Every entry, from first to last, is to be retyped without any alteration.

## THE DATA

-=-=-

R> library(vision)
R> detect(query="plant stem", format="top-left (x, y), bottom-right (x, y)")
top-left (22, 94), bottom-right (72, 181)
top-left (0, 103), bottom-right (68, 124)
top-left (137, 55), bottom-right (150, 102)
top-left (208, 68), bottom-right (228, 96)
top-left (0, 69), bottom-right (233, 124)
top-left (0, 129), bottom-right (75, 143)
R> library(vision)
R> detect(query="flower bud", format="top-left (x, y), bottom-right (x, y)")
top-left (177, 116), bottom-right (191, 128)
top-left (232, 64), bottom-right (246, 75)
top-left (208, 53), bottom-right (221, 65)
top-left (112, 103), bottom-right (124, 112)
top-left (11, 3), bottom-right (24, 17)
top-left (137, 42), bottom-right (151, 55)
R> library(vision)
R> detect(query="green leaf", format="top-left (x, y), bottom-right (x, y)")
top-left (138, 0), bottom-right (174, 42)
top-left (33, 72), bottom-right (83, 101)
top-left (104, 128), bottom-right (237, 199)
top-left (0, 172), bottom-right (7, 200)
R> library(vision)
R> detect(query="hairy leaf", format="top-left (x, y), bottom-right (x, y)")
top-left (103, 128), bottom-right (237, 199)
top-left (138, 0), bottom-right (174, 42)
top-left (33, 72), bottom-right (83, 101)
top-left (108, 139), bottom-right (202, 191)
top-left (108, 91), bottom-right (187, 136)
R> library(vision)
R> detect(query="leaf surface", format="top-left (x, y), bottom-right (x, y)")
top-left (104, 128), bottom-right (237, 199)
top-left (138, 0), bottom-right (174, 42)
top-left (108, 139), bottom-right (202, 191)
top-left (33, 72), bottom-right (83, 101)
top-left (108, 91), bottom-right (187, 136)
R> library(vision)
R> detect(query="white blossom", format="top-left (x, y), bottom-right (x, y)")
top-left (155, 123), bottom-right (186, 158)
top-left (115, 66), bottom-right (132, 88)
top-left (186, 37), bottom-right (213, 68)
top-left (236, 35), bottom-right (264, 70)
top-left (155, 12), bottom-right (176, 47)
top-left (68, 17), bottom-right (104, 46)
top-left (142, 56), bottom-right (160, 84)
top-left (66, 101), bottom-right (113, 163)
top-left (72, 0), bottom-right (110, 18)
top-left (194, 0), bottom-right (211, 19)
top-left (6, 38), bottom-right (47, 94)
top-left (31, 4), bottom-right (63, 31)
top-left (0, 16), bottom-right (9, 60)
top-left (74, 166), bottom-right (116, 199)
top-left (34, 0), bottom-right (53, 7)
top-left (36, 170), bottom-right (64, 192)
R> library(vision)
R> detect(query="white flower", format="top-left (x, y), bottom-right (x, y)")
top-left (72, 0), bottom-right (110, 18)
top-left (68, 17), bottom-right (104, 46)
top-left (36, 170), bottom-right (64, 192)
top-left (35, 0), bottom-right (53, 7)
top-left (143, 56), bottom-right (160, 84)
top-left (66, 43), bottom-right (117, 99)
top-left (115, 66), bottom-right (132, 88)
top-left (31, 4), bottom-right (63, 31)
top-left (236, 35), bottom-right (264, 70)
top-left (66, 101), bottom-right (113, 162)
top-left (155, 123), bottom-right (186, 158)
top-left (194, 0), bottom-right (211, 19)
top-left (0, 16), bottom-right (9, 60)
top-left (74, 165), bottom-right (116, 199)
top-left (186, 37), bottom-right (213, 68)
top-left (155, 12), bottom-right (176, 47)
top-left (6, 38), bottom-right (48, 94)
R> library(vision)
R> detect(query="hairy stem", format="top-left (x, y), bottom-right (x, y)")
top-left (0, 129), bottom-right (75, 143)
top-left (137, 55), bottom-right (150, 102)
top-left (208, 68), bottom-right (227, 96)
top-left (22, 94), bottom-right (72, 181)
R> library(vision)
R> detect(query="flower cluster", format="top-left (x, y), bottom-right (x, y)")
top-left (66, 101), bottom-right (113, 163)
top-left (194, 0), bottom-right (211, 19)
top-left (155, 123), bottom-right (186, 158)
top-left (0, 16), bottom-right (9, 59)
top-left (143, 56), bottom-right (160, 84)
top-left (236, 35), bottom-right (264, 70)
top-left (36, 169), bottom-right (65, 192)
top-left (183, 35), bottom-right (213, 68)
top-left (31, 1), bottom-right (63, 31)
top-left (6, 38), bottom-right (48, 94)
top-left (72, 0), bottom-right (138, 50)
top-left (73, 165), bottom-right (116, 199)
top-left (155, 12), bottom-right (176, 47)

-=-=-

## ANSWER TO THIS TASK
R> library(vision)
R> detect(query="plant stem", format="top-left (x, y), bottom-right (x, y)")
top-left (22, 94), bottom-right (72, 181)
top-left (0, 103), bottom-right (68, 124)
top-left (137, 55), bottom-right (150, 102)
top-left (208, 68), bottom-right (228, 96)
top-left (0, 69), bottom-right (233, 124)
top-left (0, 129), bottom-right (75, 143)
R> library(vision)
R> detect(query="flower bud", format="top-left (x, y), bottom-right (x, y)")
top-left (177, 116), bottom-right (191, 128)
top-left (232, 64), bottom-right (246, 75)
top-left (208, 53), bottom-right (221, 65)
top-left (112, 103), bottom-right (124, 112)
top-left (11, 3), bottom-right (24, 17)
top-left (137, 42), bottom-right (151, 55)
R> library(vision)
R> detect(query="green leaf", format="top-left (x, y), bottom-right (x, y)")
top-left (138, 0), bottom-right (174, 42)
top-left (33, 72), bottom-right (83, 101)
top-left (104, 128), bottom-right (237, 199)
top-left (0, 172), bottom-right (7, 200)
R> library(vision)
R> detect(query="hairy leaf", format="top-left (x, y), bottom-right (x, y)")
top-left (103, 128), bottom-right (237, 199)
top-left (138, 0), bottom-right (174, 42)
top-left (33, 72), bottom-right (83, 101)
top-left (108, 139), bottom-right (202, 191)
top-left (108, 91), bottom-right (187, 136)
R> library(vision)
R> detect(query="leaf surface", format="top-left (x, y), bottom-right (x, y)")
top-left (104, 128), bottom-right (237, 199)
top-left (138, 0), bottom-right (174, 42)
top-left (108, 139), bottom-right (202, 191)
top-left (33, 72), bottom-right (83, 101)
top-left (108, 91), bottom-right (187, 136)
R> library(vision)
R> detect(query="white blossom", format="top-left (x, y), bottom-right (x, y)")
top-left (155, 123), bottom-right (186, 158)
top-left (115, 66), bottom-right (132, 88)
top-left (186, 37), bottom-right (213, 68)
top-left (236, 35), bottom-right (264, 70)
top-left (155, 12), bottom-right (176, 47)
top-left (68, 17), bottom-right (104, 46)
top-left (142, 56), bottom-right (160, 84)
top-left (66, 101), bottom-right (113, 163)
top-left (72, 0), bottom-right (110, 18)
top-left (194, 0), bottom-right (211, 19)
top-left (6, 38), bottom-right (47, 94)
top-left (31, 4), bottom-right (63, 31)
top-left (0, 16), bottom-right (9, 60)
top-left (74, 166), bottom-right (116, 199)
top-left (34, 0), bottom-right (53, 7)
top-left (36, 170), bottom-right (64, 192)
R> library(vision)
R> detect(query="white flower", format="top-left (x, y), bottom-right (x, y)")
top-left (72, 0), bottom-right (110, 18)
top-left (68, 17), bottom-right (104, 46)
top-left (36, 170), bottom-right (64, 192)
top-left (35, 0), bottom-right (53, 7)
top-left (143, 56), bottom-right (160, 84)
top-left (66, 43), bottom-right (117, 99)
top-left (115, 66), bottom-right (132, 88)
top-left (31, 4), bottom-right (63, 31)
top-left (236, 35), bottom-right (264, 70)
top-left (66, 101), bottom-right (113, 162)
top-left (155, 123), bottom-right (186, 158)
top-left (194, 0), bottom-right (211, 19)
top-left (0, 16), bottom-right (9, 60)
top-left (74, 165), bottom-right (116, 199)
top-left (186, 37), bottom-right (213, 68)
top-left (155, 12), bottom-right (176, 47)
top-left (6, 38), bottom-right (48, 94)
R> library(vision)
R> detect(query="hairy stem", format="top-left (x, y), bottom-right (x, y)")
top-left (0, 129), bottom-right (75, 143)
top-left (137, 55), bottom-right (150, 102)
top-left (208, 68), bottom-right (227, 96)
top-left (22, 94), bottom-right (72, 181)
R> library(vision)
R> detect(query="flower cluster", format="top-left (x, y), bottom-right (x, y)")
top-left (66, 101), bottom-right (113, 163)
top-left (194, 0), bottom-right (211, 19)
top-left (155, 123), bottom-right (186, 158)
top-left (0, 16), bottom-right (9, 59)
top-left (143, 56), bottom-right (160, 84)
top-left (236, 35), bottom-right (264, 70)
top-left (36, 169), bottom-right (65, 192)
top-left (183, 35), bottom-right (213, 68)
top-left (31, 1), bottom-right (63, 31)
top-left (6, 38), bottom-right (48, 94)
top-left (72, 0), bottom-right (138, 50)
top-left (73, 165), bottom-right (116, 199)
top-left (155, 12), bottom-right (176, 47)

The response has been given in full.